Region annotation entries:
-*-*-
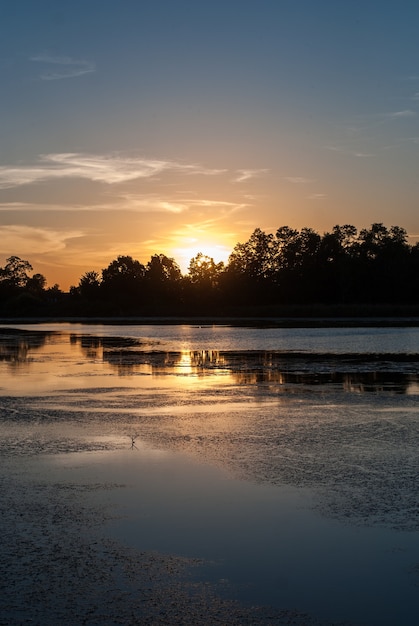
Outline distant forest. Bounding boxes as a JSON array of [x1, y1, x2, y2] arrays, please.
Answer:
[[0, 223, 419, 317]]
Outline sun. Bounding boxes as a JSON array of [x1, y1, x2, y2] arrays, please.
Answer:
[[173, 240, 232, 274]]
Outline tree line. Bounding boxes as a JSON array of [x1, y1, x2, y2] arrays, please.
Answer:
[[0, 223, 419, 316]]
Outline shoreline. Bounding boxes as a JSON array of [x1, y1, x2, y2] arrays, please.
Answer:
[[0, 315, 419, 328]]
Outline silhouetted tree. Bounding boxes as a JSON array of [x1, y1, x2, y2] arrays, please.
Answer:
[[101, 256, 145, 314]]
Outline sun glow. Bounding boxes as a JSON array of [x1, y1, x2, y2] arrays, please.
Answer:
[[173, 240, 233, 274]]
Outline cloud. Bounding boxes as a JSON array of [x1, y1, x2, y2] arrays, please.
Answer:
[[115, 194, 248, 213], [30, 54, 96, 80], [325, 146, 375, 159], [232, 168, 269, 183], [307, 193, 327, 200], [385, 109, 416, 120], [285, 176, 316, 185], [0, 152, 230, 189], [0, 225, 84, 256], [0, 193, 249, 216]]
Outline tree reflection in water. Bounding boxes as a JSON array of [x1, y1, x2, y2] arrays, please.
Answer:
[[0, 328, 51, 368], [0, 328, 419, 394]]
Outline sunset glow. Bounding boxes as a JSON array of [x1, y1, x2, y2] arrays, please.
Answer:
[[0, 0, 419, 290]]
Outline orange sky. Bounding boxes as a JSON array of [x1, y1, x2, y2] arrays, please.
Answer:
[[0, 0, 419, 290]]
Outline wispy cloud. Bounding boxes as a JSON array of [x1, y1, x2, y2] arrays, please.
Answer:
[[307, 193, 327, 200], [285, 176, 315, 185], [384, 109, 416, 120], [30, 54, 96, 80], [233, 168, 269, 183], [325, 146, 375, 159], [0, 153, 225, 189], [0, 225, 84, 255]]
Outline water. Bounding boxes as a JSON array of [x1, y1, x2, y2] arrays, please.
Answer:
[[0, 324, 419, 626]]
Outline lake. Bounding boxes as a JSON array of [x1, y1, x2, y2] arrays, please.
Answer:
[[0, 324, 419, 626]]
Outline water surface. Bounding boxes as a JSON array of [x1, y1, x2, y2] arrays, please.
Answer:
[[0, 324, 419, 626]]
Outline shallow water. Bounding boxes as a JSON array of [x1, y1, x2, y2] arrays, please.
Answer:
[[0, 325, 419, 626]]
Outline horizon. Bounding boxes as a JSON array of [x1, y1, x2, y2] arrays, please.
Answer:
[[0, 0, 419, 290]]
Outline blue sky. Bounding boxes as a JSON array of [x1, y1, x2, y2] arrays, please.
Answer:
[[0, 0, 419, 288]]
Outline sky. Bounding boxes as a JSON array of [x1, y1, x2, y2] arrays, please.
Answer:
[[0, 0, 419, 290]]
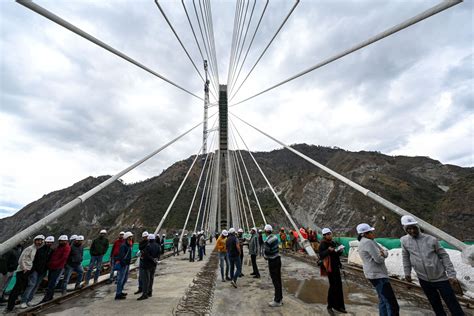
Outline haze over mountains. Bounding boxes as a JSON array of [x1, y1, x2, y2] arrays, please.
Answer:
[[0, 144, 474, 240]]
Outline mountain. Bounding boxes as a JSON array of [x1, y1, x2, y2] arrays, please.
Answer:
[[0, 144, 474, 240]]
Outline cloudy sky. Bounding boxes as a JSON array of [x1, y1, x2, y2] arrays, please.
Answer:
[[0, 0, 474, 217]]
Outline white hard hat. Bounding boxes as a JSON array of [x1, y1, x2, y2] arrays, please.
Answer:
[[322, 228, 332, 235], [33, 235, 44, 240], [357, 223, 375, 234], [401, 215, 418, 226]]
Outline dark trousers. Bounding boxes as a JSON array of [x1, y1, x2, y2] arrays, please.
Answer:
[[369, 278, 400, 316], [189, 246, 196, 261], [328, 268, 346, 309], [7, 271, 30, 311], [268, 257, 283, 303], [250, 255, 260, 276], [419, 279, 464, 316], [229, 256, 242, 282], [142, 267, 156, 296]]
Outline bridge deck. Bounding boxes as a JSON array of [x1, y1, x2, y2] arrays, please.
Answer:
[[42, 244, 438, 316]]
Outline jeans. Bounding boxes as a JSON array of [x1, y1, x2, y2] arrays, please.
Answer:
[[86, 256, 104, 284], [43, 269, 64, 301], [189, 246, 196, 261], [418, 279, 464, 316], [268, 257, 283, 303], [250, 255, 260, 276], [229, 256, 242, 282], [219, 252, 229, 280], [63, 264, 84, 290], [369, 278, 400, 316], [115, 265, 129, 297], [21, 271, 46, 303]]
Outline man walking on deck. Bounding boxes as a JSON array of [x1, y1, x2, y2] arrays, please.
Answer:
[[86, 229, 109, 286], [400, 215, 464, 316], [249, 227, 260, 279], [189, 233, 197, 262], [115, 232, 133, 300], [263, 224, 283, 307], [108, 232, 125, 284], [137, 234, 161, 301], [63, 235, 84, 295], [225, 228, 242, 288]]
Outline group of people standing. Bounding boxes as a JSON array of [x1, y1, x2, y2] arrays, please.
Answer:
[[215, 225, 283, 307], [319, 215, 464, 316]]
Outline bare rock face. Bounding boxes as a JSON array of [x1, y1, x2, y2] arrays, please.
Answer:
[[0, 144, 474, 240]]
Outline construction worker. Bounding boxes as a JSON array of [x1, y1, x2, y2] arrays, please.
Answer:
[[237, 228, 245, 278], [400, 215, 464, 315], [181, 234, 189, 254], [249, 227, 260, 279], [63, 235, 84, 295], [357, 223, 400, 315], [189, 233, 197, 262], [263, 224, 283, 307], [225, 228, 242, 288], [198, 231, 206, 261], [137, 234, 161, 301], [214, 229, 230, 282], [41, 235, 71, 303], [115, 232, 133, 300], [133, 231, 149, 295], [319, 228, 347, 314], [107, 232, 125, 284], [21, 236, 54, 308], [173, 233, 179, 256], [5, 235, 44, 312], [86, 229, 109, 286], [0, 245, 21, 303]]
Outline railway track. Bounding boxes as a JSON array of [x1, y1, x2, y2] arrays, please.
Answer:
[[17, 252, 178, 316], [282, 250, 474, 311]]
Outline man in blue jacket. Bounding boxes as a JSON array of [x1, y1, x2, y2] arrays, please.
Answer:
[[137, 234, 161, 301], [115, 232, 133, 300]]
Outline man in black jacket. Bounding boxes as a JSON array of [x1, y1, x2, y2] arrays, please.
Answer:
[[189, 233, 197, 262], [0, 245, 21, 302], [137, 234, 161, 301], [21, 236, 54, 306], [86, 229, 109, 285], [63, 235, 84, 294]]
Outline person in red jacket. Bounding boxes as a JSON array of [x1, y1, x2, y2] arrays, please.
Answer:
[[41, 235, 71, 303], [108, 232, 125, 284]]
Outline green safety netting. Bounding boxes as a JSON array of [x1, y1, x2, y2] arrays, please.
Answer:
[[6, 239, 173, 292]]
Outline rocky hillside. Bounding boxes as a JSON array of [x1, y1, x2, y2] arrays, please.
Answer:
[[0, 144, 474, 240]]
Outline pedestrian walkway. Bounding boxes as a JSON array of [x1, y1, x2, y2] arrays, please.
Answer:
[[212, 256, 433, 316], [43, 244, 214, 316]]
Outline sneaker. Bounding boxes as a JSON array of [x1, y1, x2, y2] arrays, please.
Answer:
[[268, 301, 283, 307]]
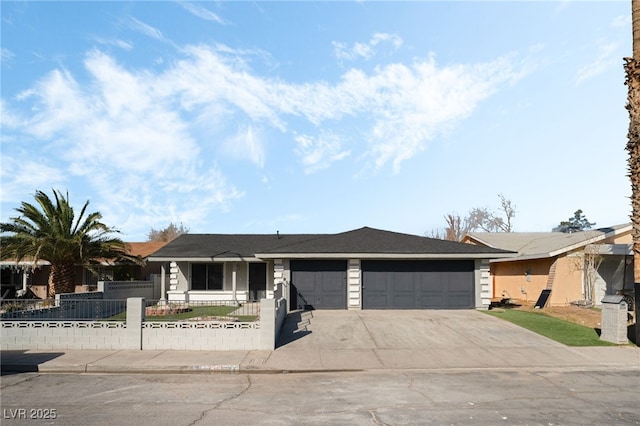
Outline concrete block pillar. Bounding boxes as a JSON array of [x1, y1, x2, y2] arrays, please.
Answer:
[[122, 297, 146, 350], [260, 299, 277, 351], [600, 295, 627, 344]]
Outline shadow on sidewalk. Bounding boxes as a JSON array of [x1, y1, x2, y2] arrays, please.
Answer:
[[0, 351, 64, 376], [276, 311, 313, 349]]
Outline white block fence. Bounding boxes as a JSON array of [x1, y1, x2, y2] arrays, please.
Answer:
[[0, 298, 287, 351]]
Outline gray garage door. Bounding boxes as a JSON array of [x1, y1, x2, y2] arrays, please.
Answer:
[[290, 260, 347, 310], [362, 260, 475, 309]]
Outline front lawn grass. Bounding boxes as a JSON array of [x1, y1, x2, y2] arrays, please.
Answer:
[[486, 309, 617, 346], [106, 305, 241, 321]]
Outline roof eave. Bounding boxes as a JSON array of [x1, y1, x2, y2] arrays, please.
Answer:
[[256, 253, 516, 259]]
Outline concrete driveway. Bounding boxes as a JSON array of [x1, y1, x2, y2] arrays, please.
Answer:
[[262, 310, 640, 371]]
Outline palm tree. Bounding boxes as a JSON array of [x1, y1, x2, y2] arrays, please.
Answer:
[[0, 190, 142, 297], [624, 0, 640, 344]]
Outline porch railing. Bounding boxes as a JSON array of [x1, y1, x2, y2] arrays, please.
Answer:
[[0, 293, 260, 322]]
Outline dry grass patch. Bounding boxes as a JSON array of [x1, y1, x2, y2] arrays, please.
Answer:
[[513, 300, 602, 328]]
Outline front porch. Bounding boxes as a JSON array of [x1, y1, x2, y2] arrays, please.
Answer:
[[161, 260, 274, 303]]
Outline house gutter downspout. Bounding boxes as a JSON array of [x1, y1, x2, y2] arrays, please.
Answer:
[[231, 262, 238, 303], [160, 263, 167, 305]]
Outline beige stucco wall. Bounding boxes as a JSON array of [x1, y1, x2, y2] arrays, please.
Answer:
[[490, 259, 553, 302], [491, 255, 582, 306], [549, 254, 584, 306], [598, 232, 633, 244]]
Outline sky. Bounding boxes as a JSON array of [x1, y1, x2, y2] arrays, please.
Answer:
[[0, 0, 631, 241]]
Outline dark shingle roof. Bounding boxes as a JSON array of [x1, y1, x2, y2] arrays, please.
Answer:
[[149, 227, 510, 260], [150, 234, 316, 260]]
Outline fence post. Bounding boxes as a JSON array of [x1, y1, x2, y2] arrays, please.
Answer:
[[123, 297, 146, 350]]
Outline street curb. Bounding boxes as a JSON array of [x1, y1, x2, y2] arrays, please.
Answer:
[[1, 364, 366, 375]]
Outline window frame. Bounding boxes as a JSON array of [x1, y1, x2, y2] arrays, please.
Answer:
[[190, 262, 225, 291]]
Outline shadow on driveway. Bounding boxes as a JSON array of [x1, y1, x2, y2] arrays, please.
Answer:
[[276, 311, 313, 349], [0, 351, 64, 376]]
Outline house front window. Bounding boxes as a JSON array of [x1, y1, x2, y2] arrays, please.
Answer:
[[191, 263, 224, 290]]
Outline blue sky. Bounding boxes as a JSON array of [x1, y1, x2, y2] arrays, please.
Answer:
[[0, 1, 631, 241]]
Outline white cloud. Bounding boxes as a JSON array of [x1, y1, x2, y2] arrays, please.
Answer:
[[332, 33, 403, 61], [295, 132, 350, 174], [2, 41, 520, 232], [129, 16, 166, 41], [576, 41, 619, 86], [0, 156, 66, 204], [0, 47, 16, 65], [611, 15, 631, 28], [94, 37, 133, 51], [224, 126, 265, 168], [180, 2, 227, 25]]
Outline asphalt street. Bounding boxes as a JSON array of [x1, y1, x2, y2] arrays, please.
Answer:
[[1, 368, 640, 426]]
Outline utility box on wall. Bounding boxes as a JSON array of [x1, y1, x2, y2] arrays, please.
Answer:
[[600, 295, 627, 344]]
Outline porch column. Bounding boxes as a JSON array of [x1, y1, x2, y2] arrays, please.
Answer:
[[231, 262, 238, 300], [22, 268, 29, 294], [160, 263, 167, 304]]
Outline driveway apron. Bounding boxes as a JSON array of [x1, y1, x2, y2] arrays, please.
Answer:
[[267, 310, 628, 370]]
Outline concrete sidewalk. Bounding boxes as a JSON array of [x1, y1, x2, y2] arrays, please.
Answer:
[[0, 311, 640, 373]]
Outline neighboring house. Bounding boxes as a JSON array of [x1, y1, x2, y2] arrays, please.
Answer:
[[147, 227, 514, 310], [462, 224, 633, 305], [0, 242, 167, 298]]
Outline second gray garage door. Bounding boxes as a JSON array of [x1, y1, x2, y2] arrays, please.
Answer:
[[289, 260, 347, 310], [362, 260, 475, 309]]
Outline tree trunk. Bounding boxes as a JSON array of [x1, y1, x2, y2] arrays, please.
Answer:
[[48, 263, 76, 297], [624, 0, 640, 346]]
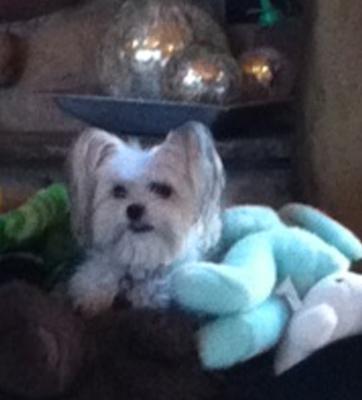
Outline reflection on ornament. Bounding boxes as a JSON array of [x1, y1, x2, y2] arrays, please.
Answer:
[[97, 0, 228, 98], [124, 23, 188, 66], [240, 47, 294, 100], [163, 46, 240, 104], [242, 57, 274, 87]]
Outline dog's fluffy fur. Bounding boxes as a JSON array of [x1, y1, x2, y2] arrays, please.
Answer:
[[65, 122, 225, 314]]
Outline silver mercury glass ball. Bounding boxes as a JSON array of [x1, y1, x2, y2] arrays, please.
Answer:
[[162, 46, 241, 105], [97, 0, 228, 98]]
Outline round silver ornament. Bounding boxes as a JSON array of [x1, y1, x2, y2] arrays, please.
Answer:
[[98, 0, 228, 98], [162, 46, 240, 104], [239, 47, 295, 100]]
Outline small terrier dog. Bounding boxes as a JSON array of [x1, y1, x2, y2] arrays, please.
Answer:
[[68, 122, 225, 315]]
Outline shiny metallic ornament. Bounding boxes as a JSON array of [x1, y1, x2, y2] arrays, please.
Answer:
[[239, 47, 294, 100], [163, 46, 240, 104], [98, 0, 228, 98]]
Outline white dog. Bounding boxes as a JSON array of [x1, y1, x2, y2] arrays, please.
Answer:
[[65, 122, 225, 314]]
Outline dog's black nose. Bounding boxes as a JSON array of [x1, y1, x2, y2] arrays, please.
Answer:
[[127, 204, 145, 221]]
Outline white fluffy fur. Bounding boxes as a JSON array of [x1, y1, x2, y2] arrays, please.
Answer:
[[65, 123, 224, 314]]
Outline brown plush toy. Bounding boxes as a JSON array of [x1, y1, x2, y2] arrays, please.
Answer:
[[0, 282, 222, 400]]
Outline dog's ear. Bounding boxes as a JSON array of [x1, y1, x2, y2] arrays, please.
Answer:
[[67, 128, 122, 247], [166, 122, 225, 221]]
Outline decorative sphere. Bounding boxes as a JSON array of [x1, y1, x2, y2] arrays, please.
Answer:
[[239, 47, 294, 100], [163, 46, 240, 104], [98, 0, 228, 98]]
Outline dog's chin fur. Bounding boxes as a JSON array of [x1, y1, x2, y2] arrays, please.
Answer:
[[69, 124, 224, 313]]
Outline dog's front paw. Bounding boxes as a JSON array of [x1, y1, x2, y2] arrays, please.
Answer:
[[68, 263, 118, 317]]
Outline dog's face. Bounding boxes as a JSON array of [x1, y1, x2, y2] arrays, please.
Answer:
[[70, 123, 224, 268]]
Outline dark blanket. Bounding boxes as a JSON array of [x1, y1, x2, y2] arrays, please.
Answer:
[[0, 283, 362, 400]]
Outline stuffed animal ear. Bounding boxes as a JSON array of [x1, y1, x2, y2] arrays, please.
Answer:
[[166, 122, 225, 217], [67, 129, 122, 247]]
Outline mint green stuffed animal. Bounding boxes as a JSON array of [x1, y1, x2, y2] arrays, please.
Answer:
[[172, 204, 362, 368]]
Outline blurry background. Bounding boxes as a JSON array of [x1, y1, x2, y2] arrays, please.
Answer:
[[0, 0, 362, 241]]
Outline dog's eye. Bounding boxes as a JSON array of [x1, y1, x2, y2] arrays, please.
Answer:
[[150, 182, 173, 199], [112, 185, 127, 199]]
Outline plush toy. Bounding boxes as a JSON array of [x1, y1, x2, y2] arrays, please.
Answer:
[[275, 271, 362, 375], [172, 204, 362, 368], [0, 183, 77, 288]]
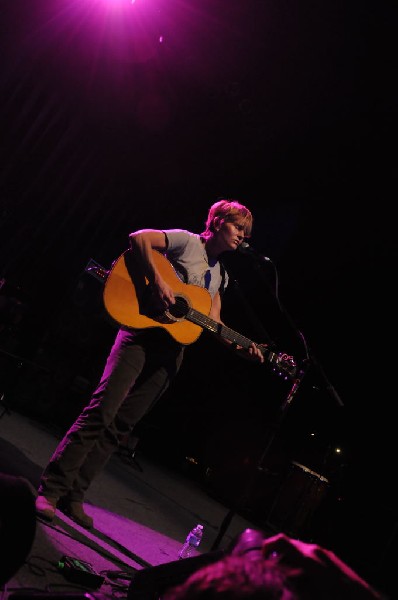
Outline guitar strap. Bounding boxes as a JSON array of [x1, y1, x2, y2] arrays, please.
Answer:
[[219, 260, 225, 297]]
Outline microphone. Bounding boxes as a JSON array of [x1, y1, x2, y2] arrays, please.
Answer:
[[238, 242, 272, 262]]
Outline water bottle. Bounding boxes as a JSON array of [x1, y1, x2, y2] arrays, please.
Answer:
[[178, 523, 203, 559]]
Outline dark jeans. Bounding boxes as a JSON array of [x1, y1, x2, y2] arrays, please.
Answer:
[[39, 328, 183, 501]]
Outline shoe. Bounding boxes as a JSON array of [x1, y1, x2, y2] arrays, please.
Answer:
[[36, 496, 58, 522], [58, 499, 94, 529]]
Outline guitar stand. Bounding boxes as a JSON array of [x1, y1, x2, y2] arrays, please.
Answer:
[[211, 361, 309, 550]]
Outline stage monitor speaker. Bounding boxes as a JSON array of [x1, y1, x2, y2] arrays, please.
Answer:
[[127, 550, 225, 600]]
-*-*-
Format the material from its start through the line containing "193, 249, 216]]" as a JSON list of strings, one string per line, with blank lines omitted and the pictures left out.

[
  "Outline distant forest. Bounding boxes as a JSON array of [x1, y1, x2, y2] arrays, please.",
  "Answer:",
  "[[0, 223, 419, 317]]",
  "Outline sun. Bounding boxes as a JSON array of [x1, y1, x2, y2] arrays, please.",
  "Answer:",
  "[[173, 240, 232, 274]]",
  "Outline tree line. Bounding boxes as a JSON array of [x1, y1, x2, y2] arrays, please.",
  "Answer:",
  "[[0, 223, 419, 316]]",
  "Outline shoreline. Bounding boxes as a JSON array of [x1, y1, x2, y2] arrays, please.",
  "Answer:",
  "[[0, 315, 419, 328]]",
  "Outline silhouetted tree. Bounding boxes as a JSON array of [x1, y1, x2, y2] arrays, please.",
  "Answer:",
  "[[101, 256, 145, 314]]",
  "Outline sun glow. Bounding boxes as a JSON array of [x1, y1, x2, y2] arrays, please.",
  "Answer:",
  "[[173, 240, 233, 274]]",
  "Outline cloud. Bounding boxes as a JSON array of [x1, y1, x2, y2] arrays, please.",
  "Answer:",
  "[[115, 194, 248, 213], [30, 54, 96, 80], [325, 146, 375, 159], [232, 168, 269, 183], [307, 193, 327, 200], [385, 109, 416, 120], [285, 176, 316, 185], [0, 152, 230, 189], [0, 225, 84, 256], [0, 193, 249, 216]]"
]